Jobs
(1) Name each distinct member function that the C++ word-counting walkthrough calls on word_array.
(2) Write the next part of the C++ word-counting walkthrough, picking up after its final sentence.

Skip everything that is not a .txt file.

if(!e.is_regular_file()) {

continue;

}

if(!std::regex_search(e.path().c_str(), fname_regex)) {

continue;

}

Process the file line by line:

std::ifstream current_file(e.path());

for (std::string line; std::getline(current_file, line); )

For each line we need to find all words that match the regular expression.

std::sregex_iterator word_end;

for(auto it = std::sregex_iterator(line.begin(), line.end(), word_regex); it != word_end; ++it)

This is a bit verbose, but it takes care of all the state tracking needed to run the regex multiple times on the same input string. Doing the same by hand is fairly tedious and error prone. Now that we have the matches, we need to convert them to standalone lowercase words.

std::string word{it->str()};

for(auto &c : word) {

c = std::tolower(c);

}

Lowercasing strings is a bit cumbersome, granted, but this is at least fairly readable. Then on to incrementing the word count.

++word_counts[word];

That's all that is needed to count the words. This can't be done directly in the hash map so we need to convert the data to an an array. It needs some setup code.

struct WordCount {

std::string word;

int count;

};

std::vector<WordCount> word_array;

word_array.reserve(word_counts.size());

Since we know how many entries will be in the array, we can reserve enough space for it in advance. Then we need to iterate over all entries and add them to the array.

for(const auto &[word, count]: word_counts) {

word_array.emplace_back(WordCount{word, count});

}

This uses the new structured bindings feature, which is a lot more readable than the old way of dealing with iterator objects or pairs with their firsts and their seconds and all that horror. Fortunately no more.

The simple way of getting the 10 most used entries is to sort the array and then grab the 10 first elements. Let's do something slightly swaggier instead [0]. We'll do a partial sort and discard all entries after 10. For that we need a descending sorting criterion as a lambda.

auto count_order_desc = [](const WordCount &w1, const WordCount &w2) { return w2.count < w1.count; };

Using it is straightforward.

const auto final_size = std::min(10, (int)word_array.size());

std::partial_sort(word_array.begin(), word_array.begin() + final_size, word_array.end(), count_order_desc);

word_array.erase(word_array.begin() + final_size, word_array.end());

All that remains is to print the final result.

Record list

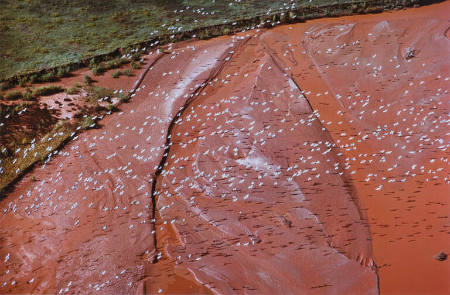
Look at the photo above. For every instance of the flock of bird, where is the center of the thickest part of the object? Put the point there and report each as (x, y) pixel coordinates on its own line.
(274, 166)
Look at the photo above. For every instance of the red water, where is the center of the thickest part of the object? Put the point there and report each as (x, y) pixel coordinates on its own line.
(305, 159)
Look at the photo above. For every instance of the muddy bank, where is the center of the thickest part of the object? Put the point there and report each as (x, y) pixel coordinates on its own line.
(308, 157)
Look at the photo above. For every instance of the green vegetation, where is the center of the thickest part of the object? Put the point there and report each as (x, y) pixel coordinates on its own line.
(15, 162)
(38, 34)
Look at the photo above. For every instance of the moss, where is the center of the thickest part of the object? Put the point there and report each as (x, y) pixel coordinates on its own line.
(13, 95)
(87, 80)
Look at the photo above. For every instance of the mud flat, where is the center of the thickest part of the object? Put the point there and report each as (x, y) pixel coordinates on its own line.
(309, 158)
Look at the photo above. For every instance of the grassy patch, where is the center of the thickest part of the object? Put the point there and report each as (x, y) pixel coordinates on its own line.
(38, 34)
(16, 162)
(116, 74)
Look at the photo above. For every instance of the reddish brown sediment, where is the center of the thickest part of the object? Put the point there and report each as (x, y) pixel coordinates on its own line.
(281, 161)
(403, 75)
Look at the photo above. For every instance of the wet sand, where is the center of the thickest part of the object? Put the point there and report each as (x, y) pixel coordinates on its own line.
(309, 158)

The results
(1) reserve, emplace_back, size, begin, end, erase

(2)
for(const auto& word_info: word_array) {

std::cout << word_info.count << " " << word_info.word << "\n";

};

Safety

As safety and security are important features in current sofware development, let's examine how safe this program is. There are two main safety points: thread safety and memory safety. As this program has only one thread, it can be formally proven to be thread safe. Memory safety also divides into two main things to note: use after frees (or dangling references) and out of bound array accesses.

In this particular program there are no dangling references. All data is in value types and the only references are iterators. They are all scoped so that they never live past their usages. Most are not even stored into named variables but instead passed directly as function arguments (see especially the call to partial_sort). Thus they can not be accessed after they have expired. There is no manual resource management of any kind. All resources are freed automatically. Running the code under Valgrind yields zero errors and zero memory leaks.

There is one place in the code where an out-of-bounds access is possible: when creating the iterator pointing to 10 elements past the beginning of the array [2]. If you were to forget to check that the array has at least 10 elements, that would be an immediate error. Fortunately most standard libraries have a way to enable checks for this. Here's what GCC reports at runtime if you get this wrong:

Error: attempt to advance a dereferenceable (start-of-sequence) iterator 100000 steps, which falls outside its valid range.

Not really a perfect safety record, but overall it's fairly good and certainly a lot better than implementing the same by manually indexing arrays.

Problems

Compiling the program takes several seconds, which is not great. This is mostly due to the regex header, which is known to be heavyweight. Some of the compiler messages encountered during development were needlessly verbose. The actual errors were quite silly, though, such as passing arguments to functions in the wrong order. This could definitely be better. It is reported that the use of concepts in C++20 will fix most of this issue, but there are no practical real-world usage reports yet.

Unique features

This code compiles, runs and works [1] on all major platforms using only the default toolchain provided by the OS vendor without any external dependencies or downloads. This is something that no other programming language can provide as of date. The closest you can get is plain C, but its standard library does not have the necessary functionality. Compiling the code is also simple and can be done with a single command:

g++ -o cppexample -O2 -g -Wall -std=c++17 cppexample.cpp

Conclusions

If we try to look at the end result with objective eyes it would seem to be fairly nice. The entire implementation takes fewer than 60 lines of code. There's nothing immediately terrible that pops up. What is happening at each step is fairly understandable and readable. There's nothing that one could immediately hate and despise for being "awful", as is tradition.

This is not to say you could still not hate C++. If you want to, go right ahead. There are certainly reasons for it. But if you choose to do that, make sure you hate it for real actual reasons of today, rather than things that were broken decades ago but have been fixed since.

[0] There is an even more efficient solution using a priority queue that does not need the intermediate array. Implementing it is left as an exercise to the reader.

[1] Reader beware, I have only proven this code to be portable, not tried it.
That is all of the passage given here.